• _Prompt_
Every line of the data, first to last, must be written out unchanged.
*** Block opens ***
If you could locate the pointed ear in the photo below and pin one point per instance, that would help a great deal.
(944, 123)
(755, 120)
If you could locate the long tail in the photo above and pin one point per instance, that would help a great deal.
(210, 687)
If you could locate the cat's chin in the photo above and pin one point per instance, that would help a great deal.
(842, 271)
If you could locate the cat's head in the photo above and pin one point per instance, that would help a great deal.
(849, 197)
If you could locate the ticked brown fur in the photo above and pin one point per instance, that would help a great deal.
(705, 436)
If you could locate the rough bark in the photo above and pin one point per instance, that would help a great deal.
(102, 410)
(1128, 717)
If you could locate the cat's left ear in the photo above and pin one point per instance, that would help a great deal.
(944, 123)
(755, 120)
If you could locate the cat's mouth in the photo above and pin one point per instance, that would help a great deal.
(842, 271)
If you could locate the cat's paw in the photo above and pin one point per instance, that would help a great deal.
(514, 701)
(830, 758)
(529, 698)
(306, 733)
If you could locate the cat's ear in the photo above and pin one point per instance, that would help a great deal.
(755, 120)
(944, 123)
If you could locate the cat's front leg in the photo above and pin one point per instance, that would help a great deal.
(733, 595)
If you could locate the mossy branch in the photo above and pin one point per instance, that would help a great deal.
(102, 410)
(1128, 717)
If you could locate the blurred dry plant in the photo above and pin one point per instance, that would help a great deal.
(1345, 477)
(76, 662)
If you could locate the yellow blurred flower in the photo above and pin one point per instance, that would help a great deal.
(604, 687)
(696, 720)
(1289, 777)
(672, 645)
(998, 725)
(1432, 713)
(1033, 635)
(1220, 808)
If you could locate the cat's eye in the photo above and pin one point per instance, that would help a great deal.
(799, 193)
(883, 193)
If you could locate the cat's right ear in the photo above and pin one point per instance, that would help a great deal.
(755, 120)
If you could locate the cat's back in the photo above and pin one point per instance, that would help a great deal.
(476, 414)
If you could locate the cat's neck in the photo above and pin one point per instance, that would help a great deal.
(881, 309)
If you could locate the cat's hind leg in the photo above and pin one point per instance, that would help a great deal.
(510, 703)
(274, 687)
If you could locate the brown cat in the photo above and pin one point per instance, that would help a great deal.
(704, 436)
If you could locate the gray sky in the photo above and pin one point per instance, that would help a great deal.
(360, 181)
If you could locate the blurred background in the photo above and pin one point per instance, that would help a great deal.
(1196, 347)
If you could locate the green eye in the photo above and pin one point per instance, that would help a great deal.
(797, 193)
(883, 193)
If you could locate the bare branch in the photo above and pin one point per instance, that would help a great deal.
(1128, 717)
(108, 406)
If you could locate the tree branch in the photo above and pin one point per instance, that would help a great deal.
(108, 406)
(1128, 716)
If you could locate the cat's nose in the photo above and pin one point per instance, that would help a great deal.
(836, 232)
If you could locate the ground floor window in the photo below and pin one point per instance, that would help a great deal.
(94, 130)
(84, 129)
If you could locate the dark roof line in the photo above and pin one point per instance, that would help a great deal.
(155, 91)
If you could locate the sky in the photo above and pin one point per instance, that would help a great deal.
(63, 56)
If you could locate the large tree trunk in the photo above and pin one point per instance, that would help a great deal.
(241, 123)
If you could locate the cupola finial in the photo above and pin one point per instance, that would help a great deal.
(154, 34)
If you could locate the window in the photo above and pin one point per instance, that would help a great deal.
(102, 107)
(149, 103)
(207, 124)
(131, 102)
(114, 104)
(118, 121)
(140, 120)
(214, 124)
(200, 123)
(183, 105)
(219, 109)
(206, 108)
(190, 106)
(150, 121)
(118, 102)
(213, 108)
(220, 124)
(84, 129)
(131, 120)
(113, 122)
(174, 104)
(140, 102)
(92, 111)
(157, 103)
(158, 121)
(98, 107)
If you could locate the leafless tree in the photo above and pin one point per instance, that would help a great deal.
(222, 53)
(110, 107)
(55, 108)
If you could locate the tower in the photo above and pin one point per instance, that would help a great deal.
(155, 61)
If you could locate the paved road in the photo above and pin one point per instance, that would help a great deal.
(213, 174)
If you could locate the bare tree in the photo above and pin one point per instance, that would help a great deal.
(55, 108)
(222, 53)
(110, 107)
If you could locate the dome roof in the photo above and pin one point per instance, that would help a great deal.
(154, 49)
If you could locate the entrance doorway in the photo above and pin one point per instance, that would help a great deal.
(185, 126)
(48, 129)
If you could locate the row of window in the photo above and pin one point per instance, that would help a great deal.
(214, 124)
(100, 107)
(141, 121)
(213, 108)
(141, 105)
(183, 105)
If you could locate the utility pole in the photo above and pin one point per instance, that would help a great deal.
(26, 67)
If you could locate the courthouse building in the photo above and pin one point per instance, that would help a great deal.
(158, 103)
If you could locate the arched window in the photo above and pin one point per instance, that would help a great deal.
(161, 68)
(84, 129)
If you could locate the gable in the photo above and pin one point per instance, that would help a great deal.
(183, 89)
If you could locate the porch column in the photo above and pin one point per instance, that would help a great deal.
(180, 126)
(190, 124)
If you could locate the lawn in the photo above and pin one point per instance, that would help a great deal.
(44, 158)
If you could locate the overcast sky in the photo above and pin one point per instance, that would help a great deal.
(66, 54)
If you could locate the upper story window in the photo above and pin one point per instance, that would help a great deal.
*** Block closes ***
• _Completed exercise_
If you could locate the pointed ear in the photo below and pin one point per instance, that would help a great deal.
(944, 123)
(755, 120)
If you could locate the long tail in the photo above and pin one point per instance, that would help a great deal.
(210, 687)
If you could locate the cat's chin in the photo above and pin one point per instance, that would help a great deal.
(842, 271)
If you could locate the cat's head in the photo above and pin one point per instance, that would help a great deal.
(849, 197)
If you could locate the ticked brown fur in the photo above and pin one point per instance, that would help a great deal.
(705, 436)
If you could locate the rough bark in the photo above and pin one point per instance, that would help a great deal.
(102, 410)
(1128, 717)
If you could locate the cat's left ear in the photo above and pin one point per instance, that would help a great deal.
(944, 123)
(755, 120)
If you could locate the cat's mouth in the photo above and pin one point per instance, that would help a great deal.
(842, 271)
If you could locate the cat's paw in the photo above and pin one point per instance, that would help a great deal.
(514, 701)
(830, 758)
(529, 698)
(306, 733)
If you could locate the cat's ear in the photo above and pin one point per instance, that would help a great deal.
(755, 120)
(944, 123)
If you could locate the cat's front leg in the photo above and pin one point per instance, that would help a great deal.
(733, 595)
If you could locate the mossy branch in the photo above and pin one point per instance, that would help a great deal.
(102, 410)
(1128, 717)
If you could locate the blurred dry plant in the photo above and pin one point per instance, that would help a great deal.
(1345, 477)
(76, 662)
If you could locate the yellow blurred flower in the photo above and pin one point per instance, that would help a great deal.
(604, 687)
(696, 720)
(1289, 777)
(672, 645)
(998, 725)
(1432, 713)
(1033, 635)
(1220, 808)
If you could locate the cat's eye in the photo above and pin one point per instance, that would help a great deal.
(799, 193)
(883, 193)
If you could locate the cat's right ear in the photo above and pin one point per instance, that would help a great deal.
(755, 120)
If you could locate the cat's back in the photo above and pin one point per instance, that would help a great deal.
(476, 414)
If you could locate the cat's neck in the photo above and pin one point per instance, that would help a great deal.
(881, 309)
If you could locate the cat's hind leg in the photo above and pin one point per instance, that would help a great deal.
(510, 703)
(274, 687)
If you could locate the brown cat in the photo above and pin one point per instance, that would help a great deal.
(704, 436)
If you could locate the gray sky in the photo above and pin one point per instance, that would help a great deal.
(360, 181)
If you could locate the blurred background in the photo above and pin one point per instance, that would help a great deal.
(1196, 347)
If you could locate the green eye in the photo above and pin one point per instance, that would help a great deal.
(797, 193)
(883, 193)
If you could locate the bare branch in the photo above and pin one point per instance, that would help a great deal.
(1128, 717)
(108, 406)
If you could locate the tree branch in the photo above and pin one point per instance, that would help a great deal.
(108, 406)
(1128, 716)
If you could locate the cat's nose in the photo above and pin one point per instance, that would help a great deal.
(836, 232)
If you could locate the ground floor window in the photo below and pin one point per instance, that would help a great deal.
(94, 130)
(84, 129)
If you could locate the dark roof line in the photo above and pin one point per instance, that would help a great deal.
(155, 91)
If you could locate the sky in the photo above and pin one point per instance, that would help a great deal.
(63, 56)
If you could locate the large tree trunk in the photo above and pin one point per instance, that would help a great deal.
(241, 123)
If you could locate the cupola finial in the photo above and pin one point per instance, that would help a great deal.
(154, 34)
If you could locate the window in the photo above and pin one point per instance, that would help a great deal.
(102, 107)
(149, 103)
(207, 124)
(131, 102)
(114, 104)
(118, 121)
(140, 120)
(214, 124)
(200, 123)
(183, 105)
(219, 109)
(206, 108)
(190, 106)
(150, 121)
(118, 102)
(213, 108)
(220, 124)
(84, 129)
(131, 120)
(113, 122)
(174, 104)
(140, 102)
(92, 111)
(157, 103)
(158, 121)
(98, 107)
If you could locate the leafless tree in the photo above and pin one point per instance, that would help a great deal.
(222, 53)
(110, 107)
(55, 108)
If you could locate the tower in the photo above and pin one point per instance, that would help a great deal.
(155, 61)
If you could locate the paved road in the photo above and pin one point per instance, that would help a great deal.
(213, 174)
If you could locate the bare tree in the photo above and pin one point per instance, that would help a great deal.
(55, 108)
(222, 53)
(110, 107)
If you could locate the dome roof in the photo above and pin one point per instance, that would help a great deal.
(154, 49)
If you could locate the entrance doorway in the photo above and pin one point per instance, that would help a great deal.
(185, 126)
(48, 129)
If you could locate the row of window in the photo above and pin one point per instance, that would help a great deal.
(214, 124)
(100, 107)
(141, 121)
(213, 108)
(141, 105)
(183, 105)
If you could locate the utility pole in the photo above and pin one point per instance, that would help a great deal.
(26, 67)
If you could locate the courthouse building in the photo above and pin one point per instance, that would help a great deal.
(158, 103)
If you could locate the arched window in the photo above and pin one point per instance, that would help a great deal.
(161, 68)
(84, 129)
If you could locate the gable in the photo above and pin one point per instance, that would help a great deal.
(183, 89)
If you could locate the porch column in the photo above and pin one point per instance, that would help a great deal.
(180, 126)
(190, 124)
If you could locate the lawn in the photo above and pin one point per instance, that would help a great deal.
(44, 158)
If you could locate the overcast sky in the photo above and pin one point per instance, that would help a great deal.
(66, 54)
If you could locate the upper story window in the photo above and pin one point per instance, that would help a great deal.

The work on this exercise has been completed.